AIM OF THE EXERCISE: Reproduce the essay on race and work between "All this whilst" and "is speaking on?", inclusive, substituting "health crisis" for each occurrence of "pandemic".

DOCUMENT PASSAGE:

++++++++++++++++++++

Updated: Aug 25, 2020
It seems everyone is talking about it. From the news outlets, to brands and on every social media platform, race is the hot topic of the moment…again. The last two weeks have been tougher than usual for the Black community, seeing yet another act of police brutality end in murder, being caught on video and shared over and over again online. It has been distressing to see this level of historic violence against people that look like you, your family members and the wider community that you are a part of.
All this whilst we are still in the midst of a global pandemic that also seems to be targeting the BAME community at an alarming rate. It is fair to say that 2020 so far has been an emotional rollercoaster.
Still life goes on. Many of us, if still employed through this, are working from home or are essential workers on the front line. Personally, working through this pandemic was one thing but the news of the racial injustice and violence that resulted in the deaths of Breonna Taylor, Ahmaud Arbery, and then George Floyd plus the vicious actions of Amy Cooper — all within the space of three months, was deeply traumatic. Having to carry on with work and have no one address it at the workplace was upsetting and disappointing to say the least. Why say nothing on a matter that the entire world is speaking on?

++++++++++++++++++++

SOURCE MATERIAL:

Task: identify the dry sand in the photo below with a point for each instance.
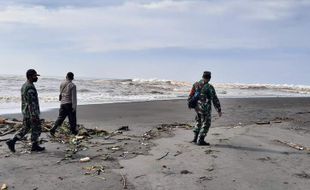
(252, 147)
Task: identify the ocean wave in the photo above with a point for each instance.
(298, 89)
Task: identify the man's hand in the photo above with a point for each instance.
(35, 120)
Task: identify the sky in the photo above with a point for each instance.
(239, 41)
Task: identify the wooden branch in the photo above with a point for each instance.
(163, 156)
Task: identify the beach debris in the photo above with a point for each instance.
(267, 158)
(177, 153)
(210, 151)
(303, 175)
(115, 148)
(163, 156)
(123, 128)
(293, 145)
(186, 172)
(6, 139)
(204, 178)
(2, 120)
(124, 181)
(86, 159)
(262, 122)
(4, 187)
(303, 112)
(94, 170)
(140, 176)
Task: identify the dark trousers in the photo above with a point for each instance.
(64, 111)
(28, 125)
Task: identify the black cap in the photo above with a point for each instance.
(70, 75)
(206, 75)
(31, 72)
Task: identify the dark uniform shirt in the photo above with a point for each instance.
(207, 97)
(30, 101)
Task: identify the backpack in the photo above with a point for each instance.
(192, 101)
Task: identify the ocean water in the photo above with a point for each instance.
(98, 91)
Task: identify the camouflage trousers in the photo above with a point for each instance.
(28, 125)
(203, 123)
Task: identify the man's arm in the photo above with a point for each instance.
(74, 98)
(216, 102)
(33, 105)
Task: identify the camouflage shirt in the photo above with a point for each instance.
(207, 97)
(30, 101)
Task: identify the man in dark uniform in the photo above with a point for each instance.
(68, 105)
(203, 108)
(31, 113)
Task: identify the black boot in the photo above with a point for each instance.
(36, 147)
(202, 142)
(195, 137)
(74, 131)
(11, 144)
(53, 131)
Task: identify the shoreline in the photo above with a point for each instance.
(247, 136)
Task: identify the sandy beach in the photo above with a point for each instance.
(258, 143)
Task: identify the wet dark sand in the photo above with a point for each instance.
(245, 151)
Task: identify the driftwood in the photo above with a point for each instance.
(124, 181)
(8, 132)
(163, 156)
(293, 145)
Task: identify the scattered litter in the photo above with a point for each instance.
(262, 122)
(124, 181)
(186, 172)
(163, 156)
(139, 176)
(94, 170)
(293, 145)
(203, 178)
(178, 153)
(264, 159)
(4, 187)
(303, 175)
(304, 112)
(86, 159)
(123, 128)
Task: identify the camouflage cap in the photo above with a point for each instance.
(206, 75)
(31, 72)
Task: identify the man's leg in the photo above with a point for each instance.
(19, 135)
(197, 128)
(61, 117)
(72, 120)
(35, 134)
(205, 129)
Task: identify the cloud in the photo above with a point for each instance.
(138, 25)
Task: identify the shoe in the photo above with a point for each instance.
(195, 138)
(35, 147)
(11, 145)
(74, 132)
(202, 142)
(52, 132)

++++++++++++++++++++

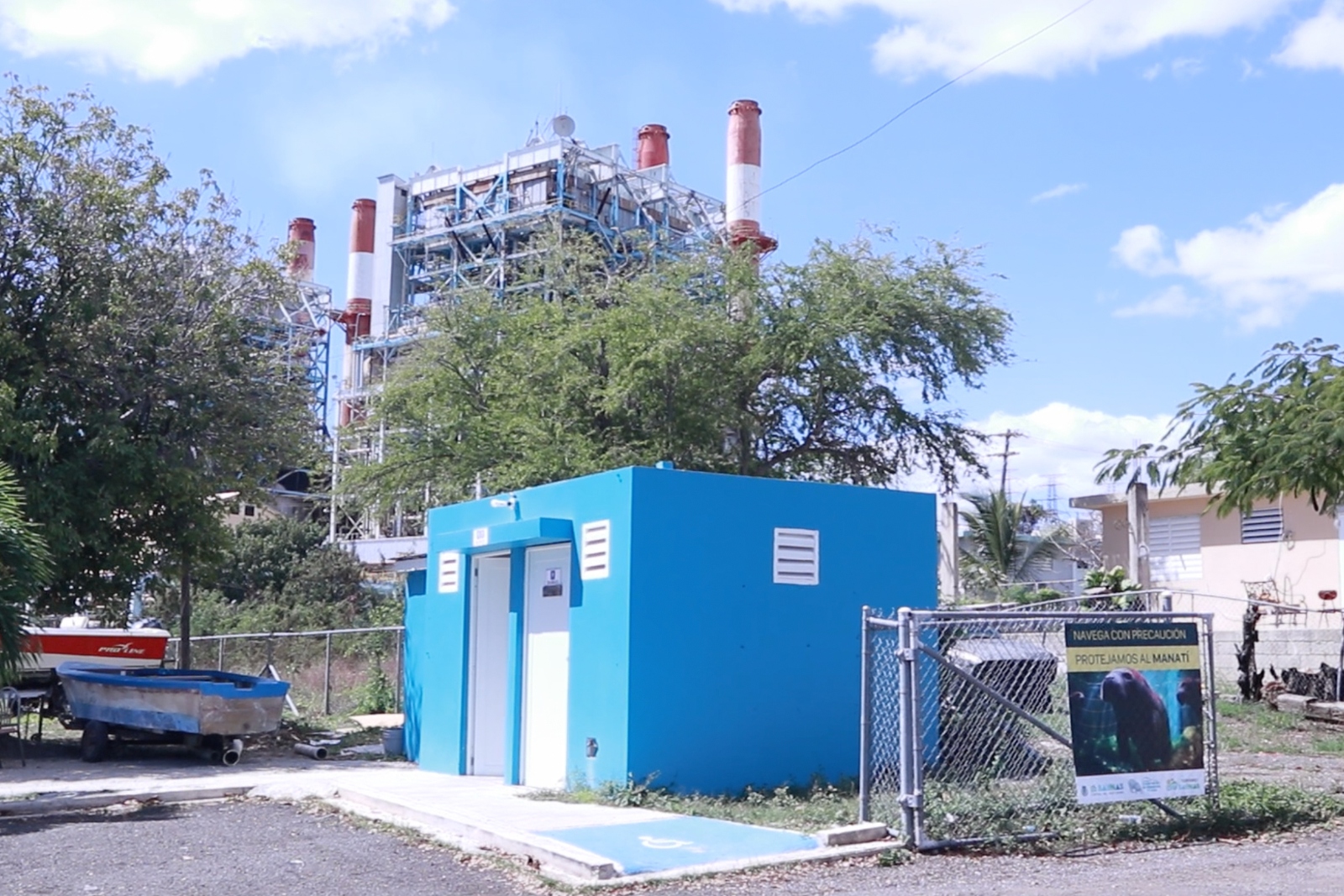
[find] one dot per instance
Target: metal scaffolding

++++++++++++++++++++

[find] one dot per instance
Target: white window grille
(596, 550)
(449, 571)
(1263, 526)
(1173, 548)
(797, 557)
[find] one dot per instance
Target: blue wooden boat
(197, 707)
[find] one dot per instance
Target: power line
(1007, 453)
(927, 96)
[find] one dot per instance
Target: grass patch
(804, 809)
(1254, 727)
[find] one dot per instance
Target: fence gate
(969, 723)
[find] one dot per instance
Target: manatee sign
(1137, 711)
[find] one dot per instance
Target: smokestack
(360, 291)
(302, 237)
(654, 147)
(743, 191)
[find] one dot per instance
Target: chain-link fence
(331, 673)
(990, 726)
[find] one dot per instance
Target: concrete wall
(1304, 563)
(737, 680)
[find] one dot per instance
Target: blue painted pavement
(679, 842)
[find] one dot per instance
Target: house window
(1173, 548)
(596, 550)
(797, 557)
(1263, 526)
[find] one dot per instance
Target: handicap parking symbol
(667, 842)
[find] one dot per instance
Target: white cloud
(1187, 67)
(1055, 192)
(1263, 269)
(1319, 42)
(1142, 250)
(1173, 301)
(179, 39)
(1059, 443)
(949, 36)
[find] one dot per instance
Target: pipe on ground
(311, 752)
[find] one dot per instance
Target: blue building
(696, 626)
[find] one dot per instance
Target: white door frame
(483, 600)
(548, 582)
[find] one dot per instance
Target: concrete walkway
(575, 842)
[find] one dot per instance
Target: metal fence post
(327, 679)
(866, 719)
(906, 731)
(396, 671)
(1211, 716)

++++++++++++++++++++

OUTPUT BELOW:
All this whilst we are still in the midst of a global health crisis that also seems to be targeting the BAME community at an alarming rate. It is fair to say that 2020 so far has been an emotional rollercoaster.
Still life goes on. Many of us, if still employed through this, are working from home or are essential workers on the front line. Personally, working through this health crisis was one thing but the news of the racial injustice and violence that resulted in the deaths of Breonna Taylor, Ahmaud Arbery, and then George Floyd plus the vicious actions of Amy Cooper — all within the space of three months, was deeply traumatic. Having to carry on with work and have no one address it at the workplace was upsetting and disappointing to say the least. Why say nothing on a matter that the entire world is speaking on?